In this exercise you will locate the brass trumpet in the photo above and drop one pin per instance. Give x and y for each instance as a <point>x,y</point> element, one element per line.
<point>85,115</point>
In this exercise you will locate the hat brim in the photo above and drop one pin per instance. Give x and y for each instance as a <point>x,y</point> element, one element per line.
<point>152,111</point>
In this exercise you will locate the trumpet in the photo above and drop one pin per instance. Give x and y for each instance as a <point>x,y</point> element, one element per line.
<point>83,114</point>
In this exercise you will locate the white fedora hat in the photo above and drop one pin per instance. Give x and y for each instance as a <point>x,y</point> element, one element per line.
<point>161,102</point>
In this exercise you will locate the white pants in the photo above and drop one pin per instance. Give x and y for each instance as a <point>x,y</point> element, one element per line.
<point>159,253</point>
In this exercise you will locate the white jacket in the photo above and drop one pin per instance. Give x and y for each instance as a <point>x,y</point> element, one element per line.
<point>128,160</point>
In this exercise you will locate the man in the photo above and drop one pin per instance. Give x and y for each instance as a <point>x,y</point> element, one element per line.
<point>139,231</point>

○ ○ ○ ○ ○ ○ ○

**Task objective:**
Extract the complete set of records unchanged.

**Exercise output:**
In this exercise you will locate the brass trumpet in the photo above and drop one pin per instance. Give x and y for each instance as a <point>x,y</point> element, one element per line.
<point>85,115</point>
In this exercise you will locate the hat brim in the photo above and drop one pin per instance. Give x and y for each instance as a <point>x,y</point> element, one element per line.
<point>152,111</point>
In this exercise you will locate the trumpet in the photo above and drop one pin per instance. Give x and y for each instance as a <point>x,y</point> element, one element per line.
<point>83,114</point>
In this exercise you will locate the white fedora hat in the photo above and drop one pin per instance. Give x and y for each instance as a <point>x,y</point> element, one element per line.
<point>161,102</point>
In this exercise you will locate the white pants in the photo above and drop one pin per instance. Give x and y for each instance as a <point>x,y</point> element, one element per line.
<point>159,253</point>
In this exercise you will locate the white jacket in the photo above and drop one pin per instance. Give x and y for each instance as a <point>x,y</point> element, one element per line.
<point>128,160</point>
In this exercise you will locate the man in the photo above and drop one pin per instance. Give x and y for each instance as a <point>x,y</point> element, one element per line.
<point>139,231</point>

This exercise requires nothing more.